At the end of every day, ask each child to help you fill in his or her own chart. You will be using your notes from the day to help remind him or her of forgotten incidents. Here is an illustration: "Ryan, today did you use patience with Katelyn and ask her to pick up her clothes from the bathroom or did you kick them out of your way?" Ryan has a chance to contemplate and tell you how he believes he did. You then mark the chart however you've determined; smily face, sticker, X, whatever you've come up with. If you're not sure, ask Katelyn for her input, and mark the chart accordingly.
"Ryan, in the car this morning, were you respectful to Katelyn or disrespectful, starting a fight?"
"I was respectful to her."
"Are you sure? I remember that you stepped right on her backpack as soon as you got into the car and she screamed because her sandwich was in there."
"That's because she put it right in my way!" At this point, Ryan is attempting to pull you into an argument by justifying his action when all you want to know is was he respectful or not? Do not get sucked in. "Okay, I think you were disrespectful to her and it caused a fight, so you get a frowny face for this square."

TASKS:
A: In the daily chart text, why does Ryan get a frowny face for the square about the car ride?
B: Write out the records from the line that contains "of the framed" through the end of the records.

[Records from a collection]
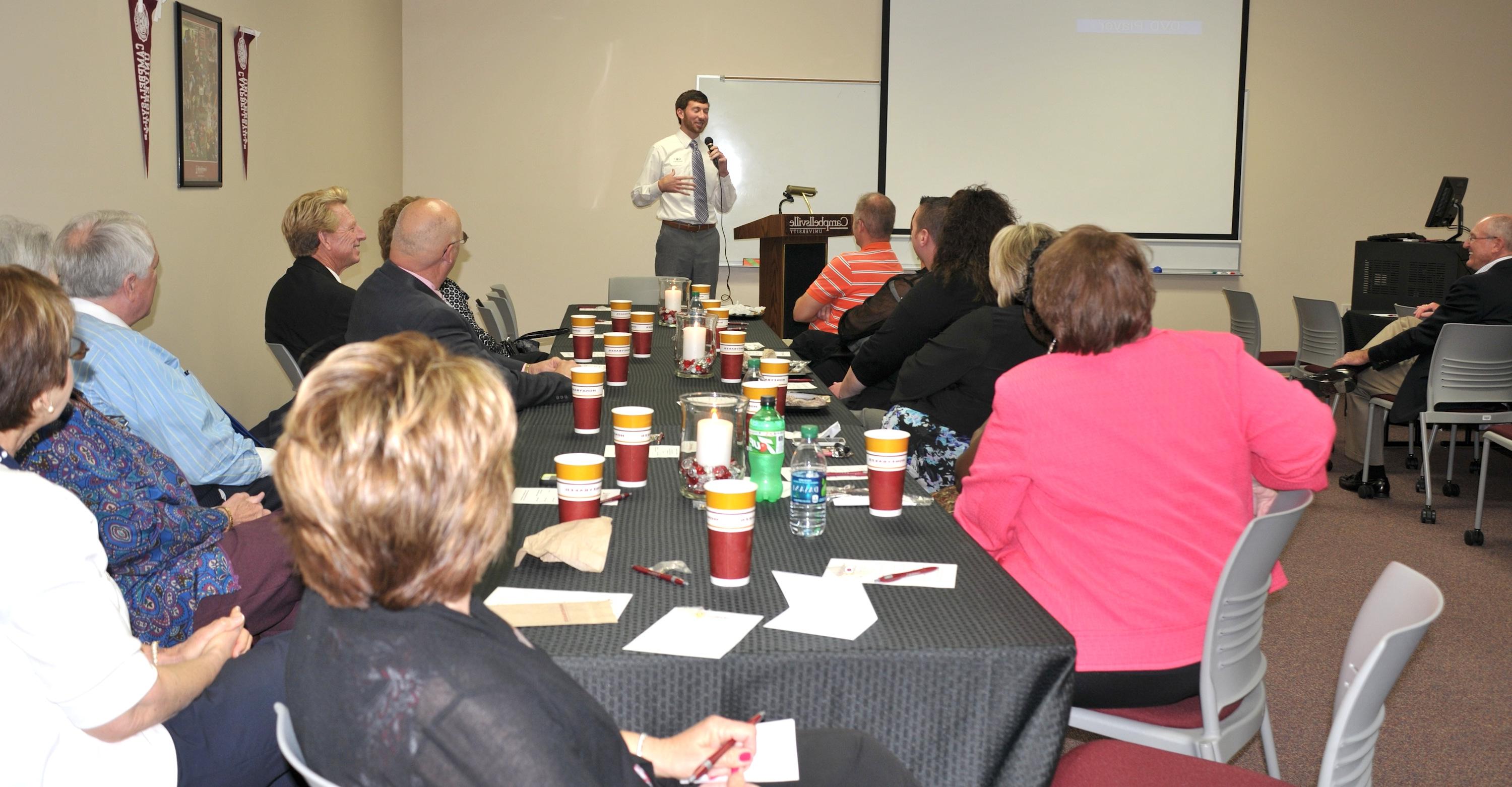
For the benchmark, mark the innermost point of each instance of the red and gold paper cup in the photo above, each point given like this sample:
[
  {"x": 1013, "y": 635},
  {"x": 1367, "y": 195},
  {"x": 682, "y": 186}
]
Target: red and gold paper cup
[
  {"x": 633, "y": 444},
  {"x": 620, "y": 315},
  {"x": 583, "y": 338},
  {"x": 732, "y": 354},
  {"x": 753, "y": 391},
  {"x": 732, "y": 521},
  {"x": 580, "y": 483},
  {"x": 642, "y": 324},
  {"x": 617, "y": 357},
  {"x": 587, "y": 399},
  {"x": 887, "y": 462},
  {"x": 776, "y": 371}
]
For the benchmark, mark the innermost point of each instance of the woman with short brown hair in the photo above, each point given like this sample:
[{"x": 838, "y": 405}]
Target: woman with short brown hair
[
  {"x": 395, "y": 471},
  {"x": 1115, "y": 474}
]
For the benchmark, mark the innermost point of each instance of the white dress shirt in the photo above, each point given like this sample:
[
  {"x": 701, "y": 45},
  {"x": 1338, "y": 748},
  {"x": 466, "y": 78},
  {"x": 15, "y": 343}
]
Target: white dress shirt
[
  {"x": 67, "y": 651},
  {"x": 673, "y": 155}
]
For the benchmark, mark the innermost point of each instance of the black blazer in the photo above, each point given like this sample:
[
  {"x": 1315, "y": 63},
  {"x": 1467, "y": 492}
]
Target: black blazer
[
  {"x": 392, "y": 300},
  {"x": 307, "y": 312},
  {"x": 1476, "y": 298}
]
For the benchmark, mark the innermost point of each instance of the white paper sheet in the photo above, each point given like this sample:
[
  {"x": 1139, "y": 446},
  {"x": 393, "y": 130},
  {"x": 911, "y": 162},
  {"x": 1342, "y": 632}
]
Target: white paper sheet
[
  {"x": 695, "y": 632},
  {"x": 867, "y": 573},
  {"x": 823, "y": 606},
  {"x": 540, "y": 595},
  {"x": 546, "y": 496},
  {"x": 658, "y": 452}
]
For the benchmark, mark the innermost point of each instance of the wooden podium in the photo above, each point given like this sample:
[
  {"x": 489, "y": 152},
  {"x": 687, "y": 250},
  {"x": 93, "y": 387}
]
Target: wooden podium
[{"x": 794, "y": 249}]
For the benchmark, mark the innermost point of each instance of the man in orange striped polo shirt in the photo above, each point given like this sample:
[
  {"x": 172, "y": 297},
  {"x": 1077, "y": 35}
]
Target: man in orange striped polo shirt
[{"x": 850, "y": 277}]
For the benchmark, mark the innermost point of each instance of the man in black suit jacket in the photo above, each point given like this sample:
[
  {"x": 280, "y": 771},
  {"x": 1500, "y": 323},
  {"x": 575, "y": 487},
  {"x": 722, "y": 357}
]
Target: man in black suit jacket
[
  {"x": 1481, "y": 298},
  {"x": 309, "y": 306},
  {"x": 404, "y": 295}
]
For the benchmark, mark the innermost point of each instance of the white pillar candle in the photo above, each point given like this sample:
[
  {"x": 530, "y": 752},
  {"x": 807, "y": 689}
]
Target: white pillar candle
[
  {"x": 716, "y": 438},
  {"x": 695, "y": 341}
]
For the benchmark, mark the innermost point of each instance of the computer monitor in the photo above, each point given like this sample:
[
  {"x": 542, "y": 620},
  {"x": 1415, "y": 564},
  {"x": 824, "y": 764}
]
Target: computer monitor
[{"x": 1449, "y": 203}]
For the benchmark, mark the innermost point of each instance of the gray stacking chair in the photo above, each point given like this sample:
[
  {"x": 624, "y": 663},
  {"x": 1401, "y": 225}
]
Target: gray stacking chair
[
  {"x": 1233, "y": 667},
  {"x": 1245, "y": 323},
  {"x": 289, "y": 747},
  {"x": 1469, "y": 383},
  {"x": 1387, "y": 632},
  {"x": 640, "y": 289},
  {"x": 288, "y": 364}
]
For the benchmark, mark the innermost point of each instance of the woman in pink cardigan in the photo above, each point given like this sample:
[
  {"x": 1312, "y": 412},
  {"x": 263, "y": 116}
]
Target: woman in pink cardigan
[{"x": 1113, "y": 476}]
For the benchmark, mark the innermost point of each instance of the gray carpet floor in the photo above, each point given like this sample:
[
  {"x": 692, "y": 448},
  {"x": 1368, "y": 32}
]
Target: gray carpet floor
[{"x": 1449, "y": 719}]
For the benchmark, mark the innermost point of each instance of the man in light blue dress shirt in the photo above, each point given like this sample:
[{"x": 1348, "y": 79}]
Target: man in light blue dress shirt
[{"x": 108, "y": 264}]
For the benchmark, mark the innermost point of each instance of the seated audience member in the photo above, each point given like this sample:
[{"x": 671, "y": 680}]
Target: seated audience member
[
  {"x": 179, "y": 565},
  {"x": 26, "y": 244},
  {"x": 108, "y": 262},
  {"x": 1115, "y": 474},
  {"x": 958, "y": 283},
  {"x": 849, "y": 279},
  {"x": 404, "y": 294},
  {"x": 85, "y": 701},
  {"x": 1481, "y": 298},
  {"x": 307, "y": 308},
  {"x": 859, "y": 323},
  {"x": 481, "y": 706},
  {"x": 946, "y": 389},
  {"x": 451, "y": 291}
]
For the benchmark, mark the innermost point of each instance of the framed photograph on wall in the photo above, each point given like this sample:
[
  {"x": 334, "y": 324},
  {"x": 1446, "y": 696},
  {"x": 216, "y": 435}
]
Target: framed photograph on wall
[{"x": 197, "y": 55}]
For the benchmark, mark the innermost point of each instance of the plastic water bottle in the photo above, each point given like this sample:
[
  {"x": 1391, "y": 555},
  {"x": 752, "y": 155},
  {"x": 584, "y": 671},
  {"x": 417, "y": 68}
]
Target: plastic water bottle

RESPONSES TO THE EXERCISE:
A: The parent judges that Ryan was disrespectful to Katelyn and that this caused a fight. As soon as he got into the car, he stepped on her backpack, which had her sandwich in it, and she screamed.

B:
For the benchmark, mark the innermost point of each instance of the framed photograph on wall in the photo above, each point given like this sample:
[
  {"x": 334, "y": 324},
  {"x": 1446, "y": 696},
  {"x": 216, "y": 435}
]
Target: framed photograph on wall
[{"x": 197, "y": 55}]
For the benchmark, mark the innermost point of each instance of the plastic water bottle in the photo above, each point given like this sample:
[
  {"x": 1391, "y": 555},
  {"x": 752, "y": 155},
  {"x": 584, "y": 671},
  {"x": 417, "y": 68}
]
Target: plastic water bottle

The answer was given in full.